**TASK STATEMENT:** Among the entries below, extract exactly the lines that run from the one with "TARGET = tree trunk" through the one with "TARGET = wooden beam", both ends included.

Region pointing data
====
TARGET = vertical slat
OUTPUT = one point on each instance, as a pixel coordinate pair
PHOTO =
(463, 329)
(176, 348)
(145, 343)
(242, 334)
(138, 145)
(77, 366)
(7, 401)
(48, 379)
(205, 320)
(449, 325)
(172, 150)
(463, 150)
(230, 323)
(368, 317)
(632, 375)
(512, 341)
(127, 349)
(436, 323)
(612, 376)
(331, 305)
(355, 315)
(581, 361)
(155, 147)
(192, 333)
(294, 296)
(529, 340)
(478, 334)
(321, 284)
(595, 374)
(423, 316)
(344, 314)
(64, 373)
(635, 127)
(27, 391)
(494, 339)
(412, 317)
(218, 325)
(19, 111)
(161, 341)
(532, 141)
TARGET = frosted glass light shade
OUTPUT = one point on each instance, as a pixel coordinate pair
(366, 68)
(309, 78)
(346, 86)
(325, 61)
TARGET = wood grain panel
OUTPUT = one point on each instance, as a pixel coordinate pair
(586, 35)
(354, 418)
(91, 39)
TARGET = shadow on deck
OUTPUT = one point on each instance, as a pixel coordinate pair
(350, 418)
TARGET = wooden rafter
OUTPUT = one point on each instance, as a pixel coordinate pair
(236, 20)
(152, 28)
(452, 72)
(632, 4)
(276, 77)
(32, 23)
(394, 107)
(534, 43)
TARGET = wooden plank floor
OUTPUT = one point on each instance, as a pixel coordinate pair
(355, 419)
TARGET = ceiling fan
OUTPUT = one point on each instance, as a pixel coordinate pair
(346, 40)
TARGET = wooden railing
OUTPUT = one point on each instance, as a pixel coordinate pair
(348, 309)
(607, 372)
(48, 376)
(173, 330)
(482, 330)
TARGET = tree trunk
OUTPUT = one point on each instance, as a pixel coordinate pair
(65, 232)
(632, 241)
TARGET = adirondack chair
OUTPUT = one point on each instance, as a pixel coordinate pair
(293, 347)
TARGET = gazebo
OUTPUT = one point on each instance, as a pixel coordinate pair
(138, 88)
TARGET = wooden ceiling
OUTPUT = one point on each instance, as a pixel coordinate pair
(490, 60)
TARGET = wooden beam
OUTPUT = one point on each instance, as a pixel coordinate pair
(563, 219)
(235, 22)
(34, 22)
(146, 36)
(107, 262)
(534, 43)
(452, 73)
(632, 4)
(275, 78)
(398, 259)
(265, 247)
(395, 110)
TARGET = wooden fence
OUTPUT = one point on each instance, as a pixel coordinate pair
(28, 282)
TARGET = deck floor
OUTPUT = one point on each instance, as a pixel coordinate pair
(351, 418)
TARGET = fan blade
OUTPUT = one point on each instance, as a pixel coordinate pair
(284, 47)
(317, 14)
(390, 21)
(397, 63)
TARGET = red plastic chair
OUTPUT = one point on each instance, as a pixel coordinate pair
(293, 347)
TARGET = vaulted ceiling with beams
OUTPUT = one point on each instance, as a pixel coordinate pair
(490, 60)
====
**SOLUTION TO THIS EXERCISE:**
TARGET = tree trunk
OUTPUT = one point on each instance, as a pixel coordinate pair
(65, 232)
(632, 241)
TARGET = adirondack chair
OUTPUT = one point on each instance, as a pixel coordinate pair
(293, 347)
TARGET = gazebo
OUTPUT = one point on each instance, as a pixel coordinate pair
(138, 88)
TARGET = wooden ceiling
OUTPUT = one point on each instance, as a pixel coordinate pair
(490, 60)
TARGET = wooden beam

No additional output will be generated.